# WHAT TO PRODUCE
A word-for-word reproduction of the data below is needed, with no pictures in it.

Saved entries
--

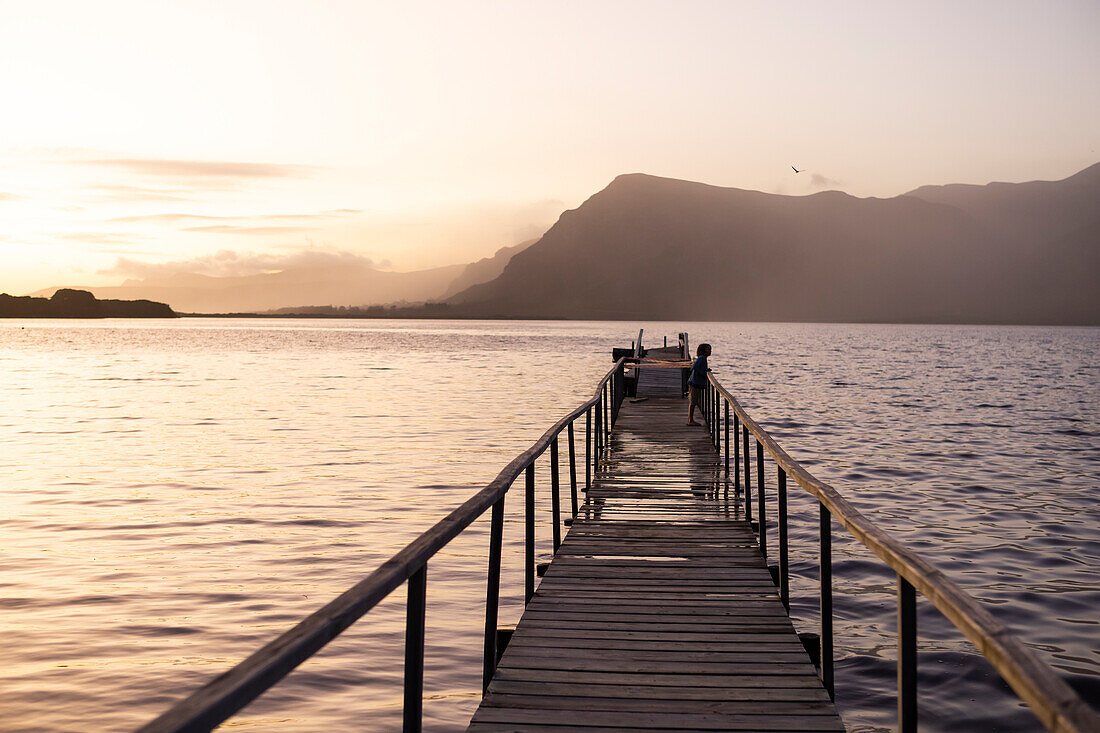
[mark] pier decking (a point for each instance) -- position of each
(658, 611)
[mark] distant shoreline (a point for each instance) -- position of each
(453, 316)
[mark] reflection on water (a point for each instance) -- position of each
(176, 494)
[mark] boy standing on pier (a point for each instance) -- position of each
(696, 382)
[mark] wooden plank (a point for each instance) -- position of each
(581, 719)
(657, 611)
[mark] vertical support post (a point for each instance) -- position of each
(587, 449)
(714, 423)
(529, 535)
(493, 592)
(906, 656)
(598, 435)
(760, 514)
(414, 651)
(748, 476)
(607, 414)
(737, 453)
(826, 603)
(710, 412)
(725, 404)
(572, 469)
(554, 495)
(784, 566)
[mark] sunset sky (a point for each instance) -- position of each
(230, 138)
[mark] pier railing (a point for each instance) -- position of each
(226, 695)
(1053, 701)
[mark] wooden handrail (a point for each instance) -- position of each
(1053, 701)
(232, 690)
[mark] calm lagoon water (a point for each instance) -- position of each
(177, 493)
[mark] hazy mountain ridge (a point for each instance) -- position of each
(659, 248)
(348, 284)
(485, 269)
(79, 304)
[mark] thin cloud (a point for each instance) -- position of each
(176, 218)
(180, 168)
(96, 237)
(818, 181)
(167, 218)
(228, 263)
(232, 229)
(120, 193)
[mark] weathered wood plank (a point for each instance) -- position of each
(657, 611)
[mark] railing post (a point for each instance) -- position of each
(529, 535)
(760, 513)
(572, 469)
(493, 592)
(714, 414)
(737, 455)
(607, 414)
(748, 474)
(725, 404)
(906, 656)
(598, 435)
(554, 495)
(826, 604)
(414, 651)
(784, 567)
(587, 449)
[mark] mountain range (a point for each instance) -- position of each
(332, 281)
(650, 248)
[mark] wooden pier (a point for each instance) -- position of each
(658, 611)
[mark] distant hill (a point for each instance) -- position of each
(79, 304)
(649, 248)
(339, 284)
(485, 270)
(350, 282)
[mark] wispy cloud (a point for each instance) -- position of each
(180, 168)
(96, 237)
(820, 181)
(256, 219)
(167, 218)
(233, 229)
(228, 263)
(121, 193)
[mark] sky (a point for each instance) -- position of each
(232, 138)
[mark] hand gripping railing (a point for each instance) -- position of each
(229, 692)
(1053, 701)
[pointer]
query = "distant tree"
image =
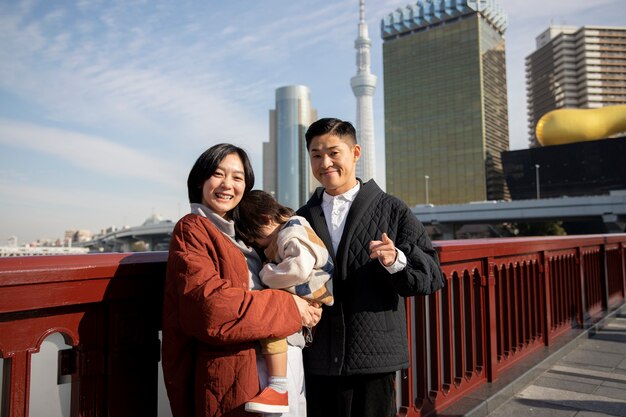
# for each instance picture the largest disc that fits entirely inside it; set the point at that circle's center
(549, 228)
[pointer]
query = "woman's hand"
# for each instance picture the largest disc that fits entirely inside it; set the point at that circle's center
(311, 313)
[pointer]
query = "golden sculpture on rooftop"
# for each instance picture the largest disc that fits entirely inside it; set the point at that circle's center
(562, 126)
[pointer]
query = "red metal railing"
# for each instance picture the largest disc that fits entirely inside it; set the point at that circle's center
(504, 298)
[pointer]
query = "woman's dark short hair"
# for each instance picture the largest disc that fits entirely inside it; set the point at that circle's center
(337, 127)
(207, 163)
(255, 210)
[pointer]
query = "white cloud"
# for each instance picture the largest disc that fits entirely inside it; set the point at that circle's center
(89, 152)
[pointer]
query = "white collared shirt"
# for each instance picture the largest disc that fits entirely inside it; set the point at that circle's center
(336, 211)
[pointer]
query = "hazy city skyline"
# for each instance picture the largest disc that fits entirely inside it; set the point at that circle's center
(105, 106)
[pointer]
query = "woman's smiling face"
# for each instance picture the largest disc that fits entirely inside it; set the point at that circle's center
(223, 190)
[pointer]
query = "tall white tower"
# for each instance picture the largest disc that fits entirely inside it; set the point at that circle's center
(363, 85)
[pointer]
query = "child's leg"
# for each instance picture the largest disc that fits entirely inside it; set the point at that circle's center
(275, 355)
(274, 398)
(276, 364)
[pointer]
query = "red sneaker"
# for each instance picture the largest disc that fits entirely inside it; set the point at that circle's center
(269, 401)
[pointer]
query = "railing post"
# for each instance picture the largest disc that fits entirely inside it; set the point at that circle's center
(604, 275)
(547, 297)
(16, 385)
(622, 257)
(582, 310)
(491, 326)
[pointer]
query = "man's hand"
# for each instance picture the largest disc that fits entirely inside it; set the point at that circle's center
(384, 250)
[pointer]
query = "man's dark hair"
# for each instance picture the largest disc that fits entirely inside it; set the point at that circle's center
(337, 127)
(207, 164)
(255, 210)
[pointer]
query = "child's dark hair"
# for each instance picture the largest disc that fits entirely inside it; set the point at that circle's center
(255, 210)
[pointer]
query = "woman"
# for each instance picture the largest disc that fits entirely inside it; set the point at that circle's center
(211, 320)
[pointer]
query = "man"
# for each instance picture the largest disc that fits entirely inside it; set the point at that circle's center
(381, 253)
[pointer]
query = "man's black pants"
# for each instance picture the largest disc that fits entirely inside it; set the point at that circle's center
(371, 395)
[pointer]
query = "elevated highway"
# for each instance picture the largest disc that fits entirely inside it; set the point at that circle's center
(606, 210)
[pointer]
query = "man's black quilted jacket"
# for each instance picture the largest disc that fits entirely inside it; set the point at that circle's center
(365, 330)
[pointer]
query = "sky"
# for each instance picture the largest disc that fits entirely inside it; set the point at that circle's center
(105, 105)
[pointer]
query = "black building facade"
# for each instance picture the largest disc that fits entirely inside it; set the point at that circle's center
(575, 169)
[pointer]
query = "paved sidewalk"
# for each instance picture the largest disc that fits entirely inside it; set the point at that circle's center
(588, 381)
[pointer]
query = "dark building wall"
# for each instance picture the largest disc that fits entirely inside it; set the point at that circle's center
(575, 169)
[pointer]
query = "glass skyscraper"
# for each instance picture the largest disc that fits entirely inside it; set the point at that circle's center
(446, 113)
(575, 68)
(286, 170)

--

# ANSWER SECTION
[mark] pier decking (a point for each instance) -- position of each
(658, 611)
[mark] distant shoreline (a point for each instance) -- position of each
(453, 316)
[mark] reflection on water (a point for each instance) -- position of each
(176, 494)
[mark] boy standing on pier (a point for each instance) -- position of each
(696, 382)
[mark] wooden plank (a point for each instance) -- position of each
(581, 719)
(657, 611)
[mark] vertical support post (a point for each instance) -- position of each
(587, 449)
(714, 423)
(529, 535)
(493, 592)
(906, 656)
(598, 435)
(760, 514)
(414, 651)
(748, 476)
(607, 414)
(737, 453)
(826, 603)
(710, 412)
(725, 404)
(572, 469)
(554, 495)
(784, 566)
[mark] sunset sky (a point for each instance) -- position of each
(230, 138)
[mark] pier railing (a point for each instance) -- position of each
(226, 695)
(1053, 701)
[mark] wooden handrail (a point for each instance) -- position of each
(1053, 701)
(232, 690)
[mark] calm lagoon water (a point for each instance) -- position of each
(177, 493)
[mark] hazy mountain ridge (a point for each instance) -- position of each
(659, 248)
(348, 284)
(485, 269)
(79, 304)
[mark] thin cloud (a point for each instance) -- position of each
(176, 218)
(180, 168)
(96, 237)
(818, 181)
(167, 218)
(228, 263)
(232, 229)
(120, 193)
[mark] weathered wood plank (a point for each instance) -- position of each
(657, 611)
[mark] railing post (a point for each instance) -- position of each
(529, 535)
(760, 513)
(572, 469)
(493, 592)
(714, 414)
(737, 455)
(607, 414)
(748, 474)
(725, 404)
(906, 656)
(598, 435)
(554, 495)
(826, 604)
(414, 651)
(784, 567)
(587, 449)
[mark] mountain range (a point for each instance) -- position of each
(332, 281)
(650, 248)
[mark] wooden pier (a point for each instance) -- position of each
(658, 611)
[mark] distant hill (a point for each instance) -- position of each
(79, 304)
(649, 248)
(339, 284)
(485, 270)
(350, 282)
[mark] wispy cloud (a point for each instance) -- position of each
(180, 168)
(96, 237)
(820, 181)
(256, 219)
(167, 218)
(233, 229)
(228, 263)
(121, 193)
[mark] sky (a point for each instance) -- position of each
(232, 138)
[mark] hand gripping railing (a point for each instance) -- position of each
(229, 692)
(1053, 701)
[pointer]
query = "distant tree"
image =
# for each instance picture the largest disc that fits entirely inside it; set the point at that circle's center
(549, 228)
[pointer]
query = "woman's hand"
# for each instance picture the largest disc that fits entirely inside it; set the point at that circle's center
(311, 313)
[pointer]
query = "golden sculpture on rooftop"
# for each instance picture the largest disc that fits entirely inside it; set the point at that circle's center
(562, 126)
[pointer]
query = "red metal railing"
# for each instance picture the largest disc that fits entirely inside it; set the point at that circle's center
(504, 298)
[pointer]
query = "woman's dark short hair"
# for each instance picture the largest disc that fits entirely inside it; set the point at that circle's center
(337, 127)
(207, 163)
(255, 210)
[pointer]
query = "white cloud"
# for each instance picture the largest disc that fits entirely inside it; set the point at that circle's center
(89, 152)
[pointer]
query = "white collared shirt"
# for each instance picture the largest disc that fits entirely inside it; set the point at that circle's center
(336, 211)
[pointer]
query = "hazy city skyline"
# for each instance picture the largest disc that fits entirely inside it; set the point at that circle's center
(105, 106)
[pointer]
query = "woman's smiling face"
# for each instance picture the largest disc that fits entirely inside it; set the point at that circle's center
(223, 190)
[pointer]
query = "tall white tower"
# for each instance picture the largest disc that fits entirely inside it; set the point at that circle's center
(363, 85)
[pointer]
query = "child's leg"
# for each instance picture the largest disc that fits entirely inside it; set the point at that circle's center
(275, 355)
(274, 398)
(276, 364)
[pointer]
query = "red sneaker"
# for each instance picture the largest disc that fits entirely inside it; set the point at that circle's center
(269, 401)
[pointer]
query = "railing post"
# for each instance picture the largest disc that fits entirely inside it; set the point at that circle's center
(604, 275)
(547, 297)
(16, 385)
(622, 257)
(582, 310)
(491, 326)
[pointer]
query = "man's hand"
# for each instance picture the largest disc that fits entirely inside it; set the point at that circle's center
(384, 250)
[pointer]
query = "man's dark hair"
# for each instance picture the largest disc that fits entirely inside it; set the point at that circle's center
(337, 127)
(207, 164)
(255, 210)
[pointer]
query = "child's dark hair"
# for each instance picture the largest disc that fits entirely inside it; set the point at that circle's center
(255, 210)
[pointer]
query = "woman"
# for each instance picture the largest disc that fits entirely inside it; set the point at that circle's center
(211, 320)
[pointer]
query = "man"
# for each instance picture the largest disc that fits entirely inside it; set the point at that circle's center
(381, 253)
[pointer]
query = "man's black pants"
# for each instance picture the largest disc that fits entirely inside it; set the point at that circle's center
(371, 395)
[pointer]
query = "elevated highway"
# for each instance picture the largest disc that fits entirely inside it; set the point at that circle's center
(606, 210)
[pointer]
query = "man's black quilted jacket"
# for each instance picture the largest disc that fits entirely inside it; set the point at that circle's center
(365, 330)
[pointer]
query = "sky"
# for each instance picture the largest disc that fits entirely inside it; set the point at that circle's center
(105, 105)
[pointer]
query = "black building facade"
# for each instance picture the largest disc that fits entirely inside it; set the point at that circle's center
(575, 169)
[pointer]
query = "paved sidewalk"
# for each instance picture the largest disc that fits entirely inside it; set the point at that circle's center
(588, 381)
[pointer]
query = "dark building wall"
# for each instance picture the largest disc that fits entirely inside it; set the point at that circle's center
(575, 169)
[pointer]
query = "glass skyscraper"
# for each instance picture the largest disc that fits entirely inside it; set the point at that circle's center
(446, 113)
(575, 68)
(286, 170)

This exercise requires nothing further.